◆ Source extract
____________

The first National Cancer Research Institute (NCRI) acute myeloid leukemia (AML) Academy will take place on September 19 and 20, 2019, at IET Austin Court, Birmingham, UK. Professor Charles Craddock, Dr Mike Dennis and Dr Steve Knapper will chair the meeting, which will broadly overlook current and future UK-based clinical trials, and current challenges in the treatment of patients with AML.
Sessions will cover the treatment of older adults with AML, advances in intensive chemotherapy, and a debate on whether chemotherapy-targeted therapies reduce the need for bone marrow transplantation (BMT). In the afternoon, masterclasses will cover the management of high-risk and relapsing patients, translational research and a workshop for research nurses.
The AML Global Portal spoke with Steering Committee member, Professor Charlie Craddock about the meeting, and discussed its purpose and rationale, and what is hoped to be achieved.
How did the meeting come about? What was the need to initiate such a meeting?

____________

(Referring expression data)
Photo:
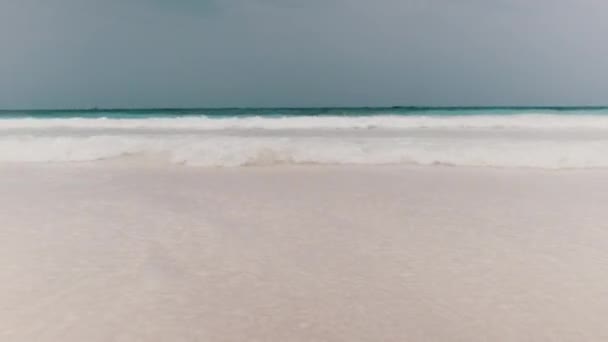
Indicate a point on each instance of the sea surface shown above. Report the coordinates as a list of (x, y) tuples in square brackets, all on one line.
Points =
[(529, 137)]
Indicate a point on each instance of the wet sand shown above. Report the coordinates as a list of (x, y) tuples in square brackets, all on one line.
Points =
[(119, 251)]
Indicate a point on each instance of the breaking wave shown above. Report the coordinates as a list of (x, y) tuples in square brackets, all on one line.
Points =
[(539, 141)]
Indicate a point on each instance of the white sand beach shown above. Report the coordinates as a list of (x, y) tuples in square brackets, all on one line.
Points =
[(121, 251)]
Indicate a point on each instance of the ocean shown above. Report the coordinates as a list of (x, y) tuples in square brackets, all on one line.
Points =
[(528, 137)]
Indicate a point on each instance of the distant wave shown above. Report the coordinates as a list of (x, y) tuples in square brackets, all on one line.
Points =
[(520, 121), (550, 141)]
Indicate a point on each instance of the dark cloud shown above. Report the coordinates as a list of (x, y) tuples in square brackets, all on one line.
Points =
[(81, 53)]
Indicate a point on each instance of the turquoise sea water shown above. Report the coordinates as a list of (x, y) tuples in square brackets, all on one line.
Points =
[(288, 112)]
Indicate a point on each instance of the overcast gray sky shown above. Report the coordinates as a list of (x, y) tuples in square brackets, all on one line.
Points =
[(187, 53)]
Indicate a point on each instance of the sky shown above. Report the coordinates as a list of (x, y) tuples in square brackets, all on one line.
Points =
[(302, 53)]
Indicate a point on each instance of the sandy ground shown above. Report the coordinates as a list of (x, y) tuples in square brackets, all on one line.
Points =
[(118, 252)]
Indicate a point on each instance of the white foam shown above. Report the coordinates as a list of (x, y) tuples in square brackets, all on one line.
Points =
[(550, 141), (525, 121)]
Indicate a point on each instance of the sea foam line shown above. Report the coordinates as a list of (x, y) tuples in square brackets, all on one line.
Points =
[(519, 121)]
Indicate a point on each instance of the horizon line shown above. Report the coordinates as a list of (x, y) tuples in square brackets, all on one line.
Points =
[(101, 109)]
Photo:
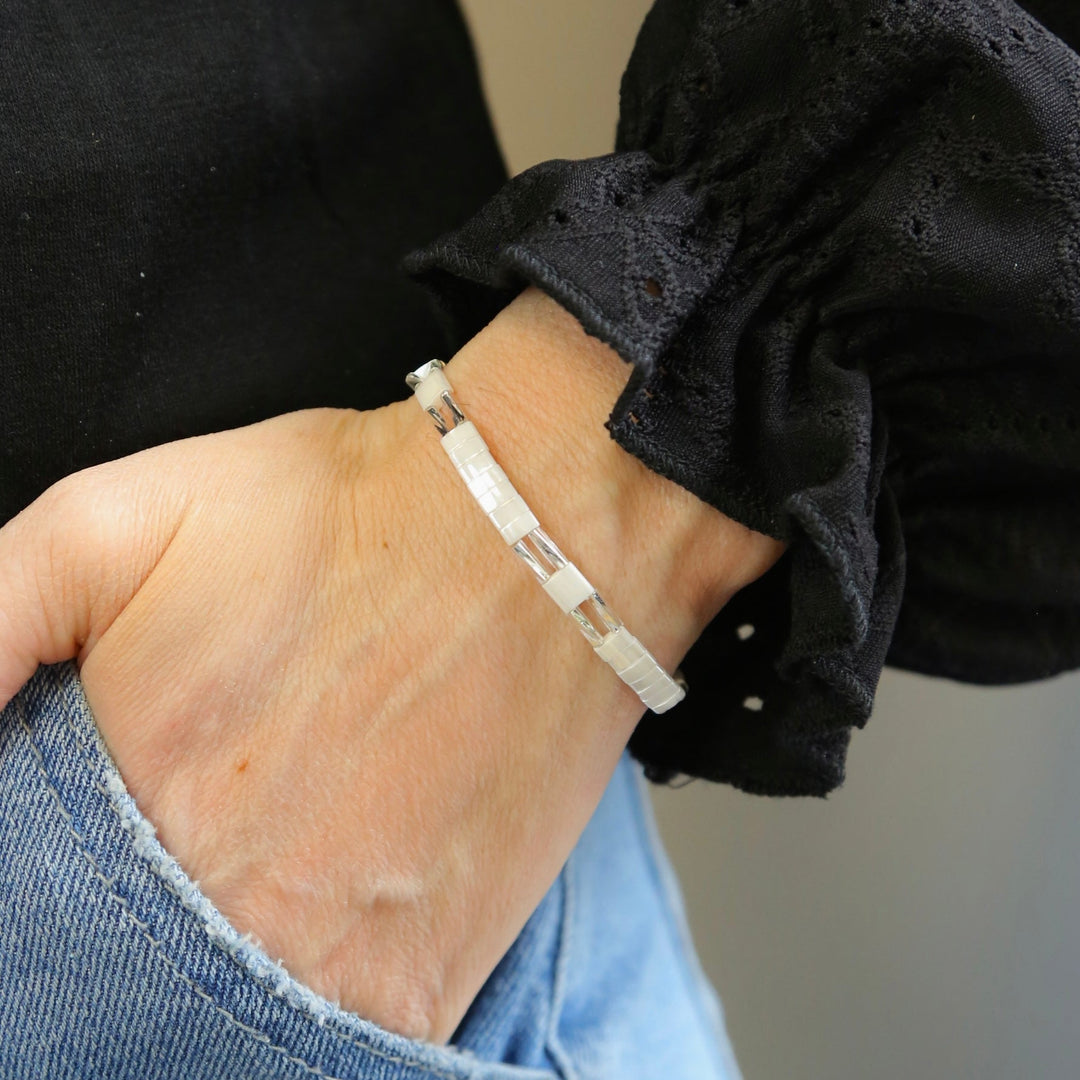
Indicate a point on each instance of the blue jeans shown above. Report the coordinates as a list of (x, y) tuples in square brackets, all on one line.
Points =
[(113, 964)]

____________

Retype the full text about the first NCRI AML Academy meeting word for word.

◆ Your response
The first National Cancer Research Institute (NCRI) acute myeloid leukemia (AML) Academy will take place on September 19 and 20, 2019, at IET Austin Court, Birmingham, UK. Professor Charles Craddock, Dr Mike Dennis and Dr Steve Knapper will chair the meeting, which will broadly overlook current and future UK-based clinical trials, and current challenges in the treatment of patients with AML.
Sessions will cover the treatment of older adults with AML, advances in intensive chemotherapy, and a debate on whether chemotherapy-targeted therapies reduce the need for bone marrow transplantation (BMT). In the afternoon, masterclasses will cover the management of high-risk and relapsing patients, translational research and a workshop for research nurses.
The AML Global Portal spoke with Steering Committee member, Professor Charlie Craddock about the meeting, and discussed its purpose and rationale, and what is hoped to be achieved.
How did the meeting come about? What was the need to initiate such a meeting?